── Source passage ──

This site brings in traffic to both the forums and the game servers. Our analytic software shows that roughly 85% of traffic from this site is a single visit directly to areas of the community linked from the external site. 10% stick around as guests and the remainder join the community and contribute - both constructively and in a manner that requires a slight amount of education on how the community works (ie. attempting to provoke a reaction, usually by targeting moderators decisions and expressing dissatisfaction as their first interaction with the community, but not crossing any lines); surprisingly no trolls (yet)

The 85% that come and go are of no concern; the remaining 15% that come and either lurk or contribute are what I'm after. These return visitors and contributors. Clearly, they are coming from this site and based on their desire to stick around, it seems they wish to interact with the community either on the site or on the game servers.

These traffic spikes usually occur after "events" - ie. moderators removing posts of irrelevant chatter from a serious discussion; banning a well known player from our game servers for rule violations, unbanning a user that served their ban period but was not liked by the community. In each of these instances, a discussion started on our site and after the decision was announced a mirror post was made on the external site criticizing the decision. These mirror posts do not appear after all such discussions. There isn't a pattern to which users argue for/against an action and when a post appears (which is part of why we suspect more than one user is involved). However, we have noticed that the mirror posts occur when a certain few moderators make the "final decision" in such discussions.

───
── Information supplied ──

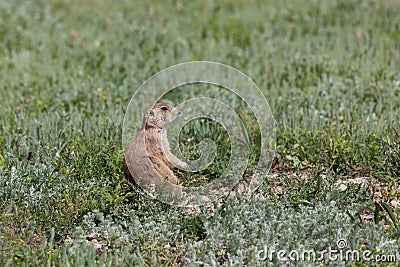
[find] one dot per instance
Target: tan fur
(149, 157)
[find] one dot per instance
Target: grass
(329, 70)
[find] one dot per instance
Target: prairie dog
(148, 159)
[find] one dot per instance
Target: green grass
(329, 70)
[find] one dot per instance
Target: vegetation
(329, 70)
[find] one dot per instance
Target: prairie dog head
(159, 115)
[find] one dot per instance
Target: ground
(328, 69)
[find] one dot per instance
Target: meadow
(330, 71)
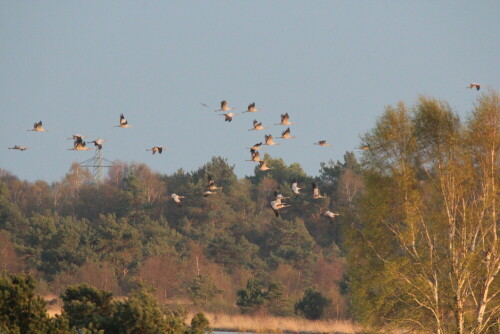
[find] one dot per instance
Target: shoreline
(269, 324)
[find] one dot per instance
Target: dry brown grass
(269, 324)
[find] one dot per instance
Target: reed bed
(269, 324)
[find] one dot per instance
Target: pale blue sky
(332, 65)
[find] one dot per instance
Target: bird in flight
(257, 126)
(474, 85)
(256, 147)
(211, 186)
(323, 143)
(155, 149)
(37, 127)
(286, 134)
(284, 120)
(228, 116)
(207, 193)
(316, 194)
(177, 199)
(254, 156)
(98, 143)
(295, 188)
(251, 108)
(279, 197)
(224, 106)
(123, 122)
(263, 165)
(330, 215)
(277, 206)
(18, 147)
(77, 136)
(80, 145)
(364, 147)
(269, 140)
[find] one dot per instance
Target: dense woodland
(415, 245)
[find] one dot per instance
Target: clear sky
(332, 65)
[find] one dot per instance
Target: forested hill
(127, 229)
(415, 244)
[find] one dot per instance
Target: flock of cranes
(211, 188)
(277, 203)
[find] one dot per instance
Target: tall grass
(269, 324)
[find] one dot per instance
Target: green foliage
(86, 307)
(140, 314)
(420, 252)
(203, 289)
(259, 296)
(312, 304)
(23, 312)
(199, 324)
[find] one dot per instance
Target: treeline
(88, 310)
(415, 246)
(126, 230)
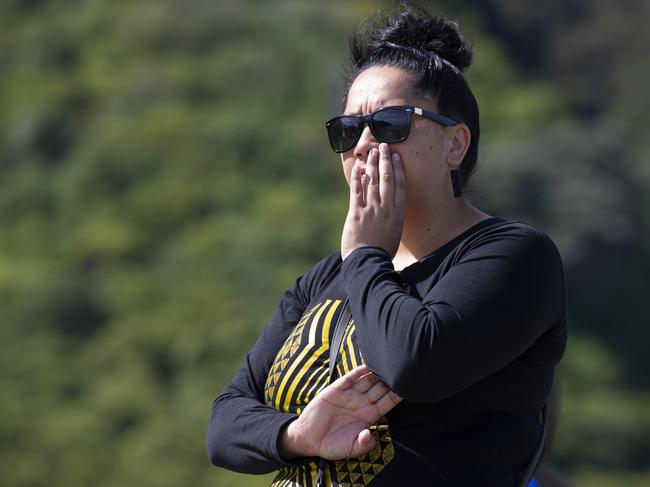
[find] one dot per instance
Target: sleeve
(490, 306)
(243, 432)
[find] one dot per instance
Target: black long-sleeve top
(469, 336)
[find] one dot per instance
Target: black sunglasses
(388, 124)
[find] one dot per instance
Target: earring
(455, 182)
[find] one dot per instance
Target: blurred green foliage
(164, 176)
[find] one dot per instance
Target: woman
(458, 318)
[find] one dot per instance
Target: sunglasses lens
(391, 125)
(344, 132)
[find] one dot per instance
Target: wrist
(290, 446)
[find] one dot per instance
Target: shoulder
(515, 238)
(320, 275)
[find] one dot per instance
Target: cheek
(347, 163)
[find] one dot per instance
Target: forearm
(464, 329)
(243, 434)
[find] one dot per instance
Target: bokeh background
(165, 175)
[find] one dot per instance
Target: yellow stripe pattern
(299, 372)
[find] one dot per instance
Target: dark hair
(434, 50)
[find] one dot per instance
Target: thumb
(364, 442)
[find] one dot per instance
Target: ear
(458, 144)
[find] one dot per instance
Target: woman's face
(425, 153)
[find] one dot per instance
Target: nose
(366, 142)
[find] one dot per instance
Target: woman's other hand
(334, 425)
(377, 195)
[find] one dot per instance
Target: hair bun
(413, 27)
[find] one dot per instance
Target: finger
(372, 170)
(351, 377)
(376, 392)
(356, 190)
(387, 402)
(386, 178)
(400, 180)
(364, 442)
(365, 382)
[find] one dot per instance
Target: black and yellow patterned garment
(469, 336)
(299, 372)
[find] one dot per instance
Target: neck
(425, 231)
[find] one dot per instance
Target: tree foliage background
(165, 175)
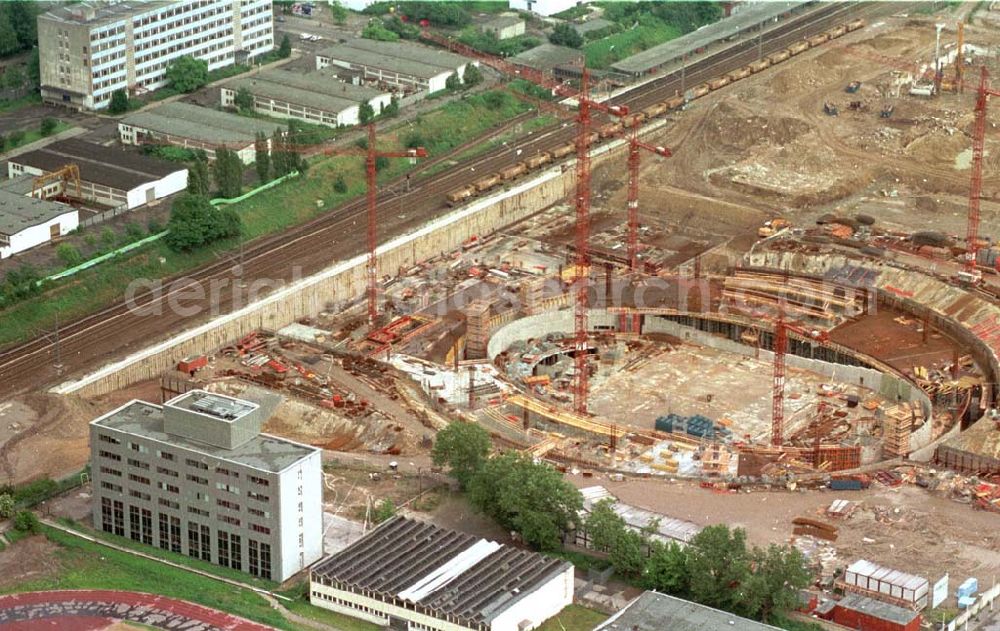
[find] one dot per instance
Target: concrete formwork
(345, 281)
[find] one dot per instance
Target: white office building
(195, 476)
(89, 50)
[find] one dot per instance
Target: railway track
(310, 247)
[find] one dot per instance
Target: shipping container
(486, 183)
(536, 161)
(718, 82)
(779, 56)
(514, 172)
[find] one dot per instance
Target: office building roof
(753, 14)
(548, 56)
(264, 452)
(318, 90)
(19, 212)
(653, 611)
(877, 609)
(97, 13)
(449, 573)
(201, 123)
(108, 166)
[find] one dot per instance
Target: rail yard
(791, 297)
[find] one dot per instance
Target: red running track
(84, 610)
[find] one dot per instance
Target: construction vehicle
(772, 226)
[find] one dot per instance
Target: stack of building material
(896, 433)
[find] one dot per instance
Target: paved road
(94, 609)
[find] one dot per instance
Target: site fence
(985, 600)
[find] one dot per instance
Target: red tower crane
(976, 184)
(635, 145)
(371, 162)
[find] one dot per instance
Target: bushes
(195, 223)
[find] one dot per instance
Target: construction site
(747, 293)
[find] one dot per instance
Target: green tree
(366, 112)
(6, 506)
(8, 36)
(68, 254)
(13, 78)
(119, 102)
(463, 448)
(198, 179)
(666, 568)
(565, 35)
(243, 100)
(383, 510)
(227, 170)
(717, 561)
(194, 223)
(532, 499)
(472, 75)
(262, 158)
(26, 521)
(47, 126)
(779, 572)
(187, 74)
(24, 19)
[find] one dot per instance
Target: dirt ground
(905, 528)
(31, 559)
(742, 155)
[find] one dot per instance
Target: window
(229, 520)
(119, 515)
(134, 529)
(261, 529)
(235, 553)
(107, 520)
(223, 548)
(164, 532)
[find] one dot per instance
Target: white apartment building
(89, 50)
(195, 476)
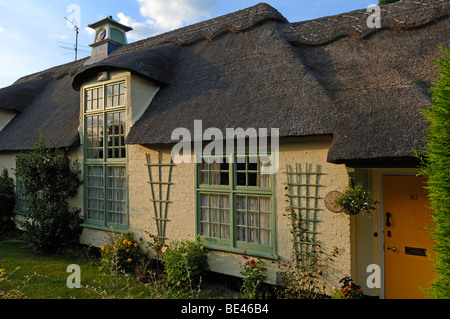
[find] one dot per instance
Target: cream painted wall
(5, 117)
(334, 228)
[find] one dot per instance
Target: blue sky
(34, 34)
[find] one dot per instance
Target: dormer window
(105, 154)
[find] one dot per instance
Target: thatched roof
(252, 68)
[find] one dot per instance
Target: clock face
(101, 35)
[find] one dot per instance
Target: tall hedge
(436, 167)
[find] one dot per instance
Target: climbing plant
(49, 180)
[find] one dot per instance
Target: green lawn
(46, 278)
(47, 274)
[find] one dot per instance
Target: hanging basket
(355, 200)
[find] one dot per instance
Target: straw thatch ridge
(252, 68)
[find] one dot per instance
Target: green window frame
(21, 205)
(105, 156)
(236, 204)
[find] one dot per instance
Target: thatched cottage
(344, 99)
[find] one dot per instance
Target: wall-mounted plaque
(329, 201)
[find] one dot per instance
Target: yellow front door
(406, 244)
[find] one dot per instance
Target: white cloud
(166, 15)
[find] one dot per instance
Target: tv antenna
(76, 38)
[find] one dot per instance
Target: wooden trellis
(303, 196)
(160, 198)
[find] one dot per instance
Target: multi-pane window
(105, 154)
(21, 198)
(234, 202)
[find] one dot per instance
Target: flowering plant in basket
(355, 200)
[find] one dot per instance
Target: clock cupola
(109, 35)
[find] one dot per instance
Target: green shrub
(49, 180)
(253, 286)
(348, 290)
(185, 262)
(7, 201)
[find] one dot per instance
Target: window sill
(115, 228)
(240, 251)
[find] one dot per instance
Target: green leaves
(435, 161)
(185, 263)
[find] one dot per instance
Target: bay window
(105, 154)
(235, 203)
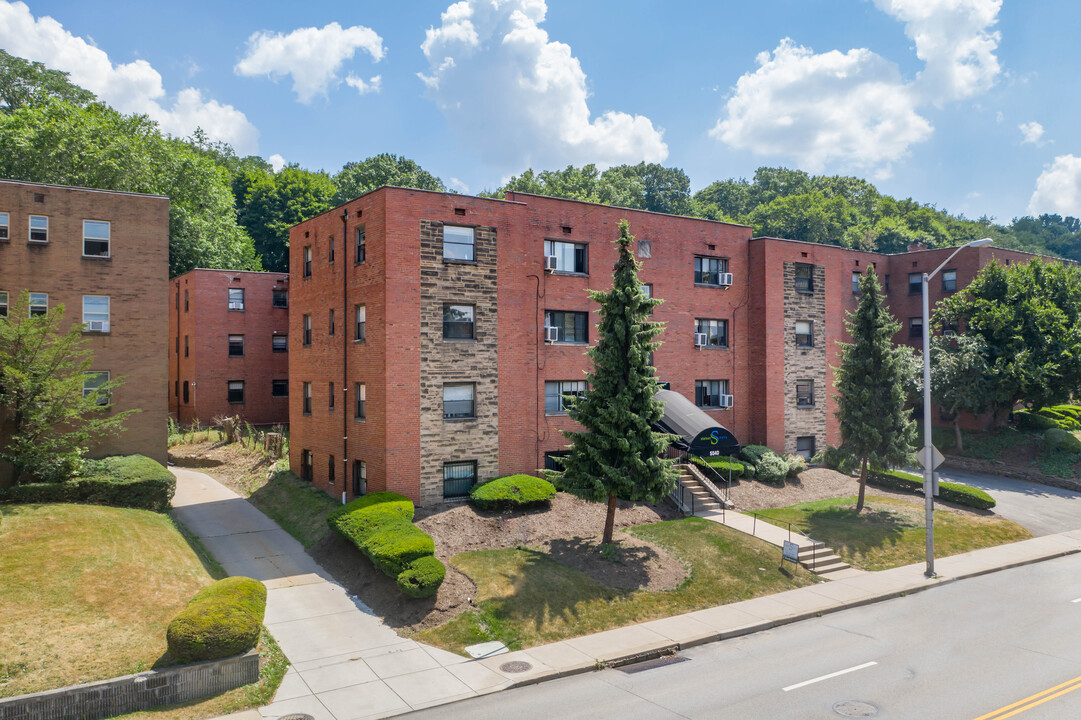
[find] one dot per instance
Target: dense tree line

───

*Instructions*
a – In the community traffic passage, what percentage of visitors from the external site stick around as guests?
b – Retype everything in the community traffic passage from "This site brings" down to "no trolls (yet)".
The items play no part in this work.

*Written responses*
a – 10%.

b –
This site brings in traffic to both the forums and the game servers. Our analytic software shows that roughly 85% of traffic from this site is a single visit directly to areas of the community linked from the external site. 10% stick around as guests and the remainder join the community and contribute - both constructively and in a manner that requires a slight amount of education on how the community works (ie. attempting to provoke a reaction, usually by targeting moderators decisions and expressing dissatisfaction as their first interaction with the community, but not crossing any lines); surprisingly no trolls (yet)